> **Document**:

The Texas Historical Commission (THC), the official state agency for historic
preservation, was created in 1953 by the Texas Legislature. The agency originally was called the Texas State Historical Survey Committee, but was renamed in 1973 when the 63rd Legislature designated it the Texas Historical Commission. The Commission is composed of 18 governor-appointed members and a professional staff that includes historians, archeologists, architects, museum specialists, and experts in many related fields.
The THC provides leadership, coordination, and services to Texas organizations,
agencies, and individuals interested in the preservation of the state's cultural heritage. The agency acts as a clearinghouse for preservation information, sponsors educational and consultation programs, and publishes preservation-related materials. The THC is a premier state preservation agency in the nation because of its innovative programs, its vast statewide network of volunteers, and the leadership it has provided in the national preservation scene.
Besides working with the private sector, the THC is the official liaison with federal
agencies and programs concerning historic preservation in Texas, and administers the National Historic Preservation Act on the state level. The Executive Director serves as the State Historic Preservation Officer (SHPO). Under the National Historic Preservation Act program, the agency surveys sites of historic, architectural, and archeological importance; recommends properties for inclusion in the National Register of Historic Places; and reviews federally sponsored projects that might effect National Register properties. More than 50,000 historic structures and sites have
been documented and photographed; these records are accessible to the public at the THC.
The agency's professional staff is organized in the following administrative divisions: Division of Architecture, History Programs,Administration, Marketing & Communications Division and Archeology Division, Community Heritage Development.
The Archeology Division is responsible for administering the archeological programs of the National Historic Preservation Act of 1966. In this capacity, staff review the impact of federally funded or permitted projects on significant archeological sites, administer the Texas Antiquities Code (TAC), review projects on public lands, develop a statewide plan for the preservation of archeological sites, develop nominations of archeological sites to the National Register of Historic places, and conduct surveys of the statewide inventory of archeological sites the office of state archeologist.

> **Stored data entries**:

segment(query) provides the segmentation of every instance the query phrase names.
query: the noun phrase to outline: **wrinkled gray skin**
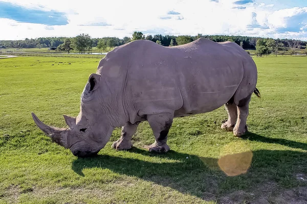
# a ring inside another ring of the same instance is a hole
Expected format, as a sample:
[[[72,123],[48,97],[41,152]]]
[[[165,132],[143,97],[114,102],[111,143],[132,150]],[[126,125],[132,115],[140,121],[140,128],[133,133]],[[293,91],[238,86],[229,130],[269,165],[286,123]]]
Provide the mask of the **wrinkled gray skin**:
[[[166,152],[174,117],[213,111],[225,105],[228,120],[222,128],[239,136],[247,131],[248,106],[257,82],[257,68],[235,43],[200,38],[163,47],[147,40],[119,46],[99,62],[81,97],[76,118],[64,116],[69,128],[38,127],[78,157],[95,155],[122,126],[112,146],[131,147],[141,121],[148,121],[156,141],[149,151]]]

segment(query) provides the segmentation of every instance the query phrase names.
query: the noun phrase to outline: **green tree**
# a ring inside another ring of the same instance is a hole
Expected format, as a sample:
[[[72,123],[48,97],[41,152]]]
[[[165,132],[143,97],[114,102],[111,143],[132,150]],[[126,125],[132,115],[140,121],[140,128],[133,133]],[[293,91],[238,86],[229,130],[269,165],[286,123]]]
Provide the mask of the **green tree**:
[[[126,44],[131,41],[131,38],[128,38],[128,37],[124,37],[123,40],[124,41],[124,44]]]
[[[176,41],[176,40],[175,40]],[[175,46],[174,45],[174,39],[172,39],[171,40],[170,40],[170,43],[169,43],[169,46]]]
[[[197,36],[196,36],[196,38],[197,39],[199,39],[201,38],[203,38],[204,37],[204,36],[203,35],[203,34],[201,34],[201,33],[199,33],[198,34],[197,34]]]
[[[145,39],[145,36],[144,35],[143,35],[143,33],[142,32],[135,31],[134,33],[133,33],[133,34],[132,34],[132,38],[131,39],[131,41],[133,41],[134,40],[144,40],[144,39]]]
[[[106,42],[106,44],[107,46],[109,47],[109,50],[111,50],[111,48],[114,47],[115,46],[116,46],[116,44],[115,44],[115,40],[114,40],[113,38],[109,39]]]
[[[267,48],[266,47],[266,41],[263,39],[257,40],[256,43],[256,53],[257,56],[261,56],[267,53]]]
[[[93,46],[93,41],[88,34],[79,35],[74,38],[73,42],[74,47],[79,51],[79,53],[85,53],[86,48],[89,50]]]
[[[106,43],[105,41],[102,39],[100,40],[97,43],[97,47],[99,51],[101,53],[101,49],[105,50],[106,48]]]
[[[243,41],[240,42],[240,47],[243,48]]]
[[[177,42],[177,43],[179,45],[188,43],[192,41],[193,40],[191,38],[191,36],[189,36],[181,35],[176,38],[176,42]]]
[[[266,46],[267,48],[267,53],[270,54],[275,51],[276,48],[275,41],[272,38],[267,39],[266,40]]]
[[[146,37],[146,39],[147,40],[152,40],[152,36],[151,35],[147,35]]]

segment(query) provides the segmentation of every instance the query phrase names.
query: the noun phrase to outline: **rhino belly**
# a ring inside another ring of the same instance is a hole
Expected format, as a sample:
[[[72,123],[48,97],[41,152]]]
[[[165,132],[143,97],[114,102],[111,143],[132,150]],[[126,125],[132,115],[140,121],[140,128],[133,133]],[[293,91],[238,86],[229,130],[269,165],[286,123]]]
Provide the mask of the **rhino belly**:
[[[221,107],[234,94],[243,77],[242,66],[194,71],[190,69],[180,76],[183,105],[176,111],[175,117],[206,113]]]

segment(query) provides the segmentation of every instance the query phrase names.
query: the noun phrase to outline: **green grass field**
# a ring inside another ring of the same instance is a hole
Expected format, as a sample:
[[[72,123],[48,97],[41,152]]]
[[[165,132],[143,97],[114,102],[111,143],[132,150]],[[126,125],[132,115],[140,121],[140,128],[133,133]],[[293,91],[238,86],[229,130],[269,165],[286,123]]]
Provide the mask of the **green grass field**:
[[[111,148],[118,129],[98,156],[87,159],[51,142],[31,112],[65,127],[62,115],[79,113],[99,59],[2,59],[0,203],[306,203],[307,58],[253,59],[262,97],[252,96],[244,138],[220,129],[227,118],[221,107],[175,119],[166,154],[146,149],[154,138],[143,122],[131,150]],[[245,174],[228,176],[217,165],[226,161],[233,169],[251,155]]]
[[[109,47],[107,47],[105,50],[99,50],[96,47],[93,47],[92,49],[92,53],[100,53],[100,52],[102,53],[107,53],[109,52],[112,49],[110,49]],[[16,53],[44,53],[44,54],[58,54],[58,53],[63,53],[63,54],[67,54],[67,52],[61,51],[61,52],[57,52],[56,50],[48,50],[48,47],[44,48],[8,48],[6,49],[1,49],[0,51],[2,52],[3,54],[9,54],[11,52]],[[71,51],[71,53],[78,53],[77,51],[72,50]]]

> **Direction 1**: In the overview of the Texas Historical Commission, how many governor-appointed members make up the Commission?
> **Direction 2**: Retype everything in the Texas Historical Commission overview from "The agency's professional" down to "of state archeologist.".

> **Correct result 1**: 18 members

> **Correct result 2**:
The agency's professional staff is organized in the following administrative divisions: Division of Architecture, History Programs,Administration, Marketing & Communications Division and Archeology Division, Community Heritage Development.
The Archeology Division is responsible for administering the archeological programs of the National Historic Preservation Act of 1966. In this capacity, staff review the impact of federally funded or permitted projects on significant archeological sites, administer the Texas Antiquities Code (TAC), review projects on public lands, develop a statewide plan for the preservation of archeological sites, develop nominations of archeological sites to the National Register of Historic places, and conduct surveys of the statewide inventory of archeological sites the office of state archeologist.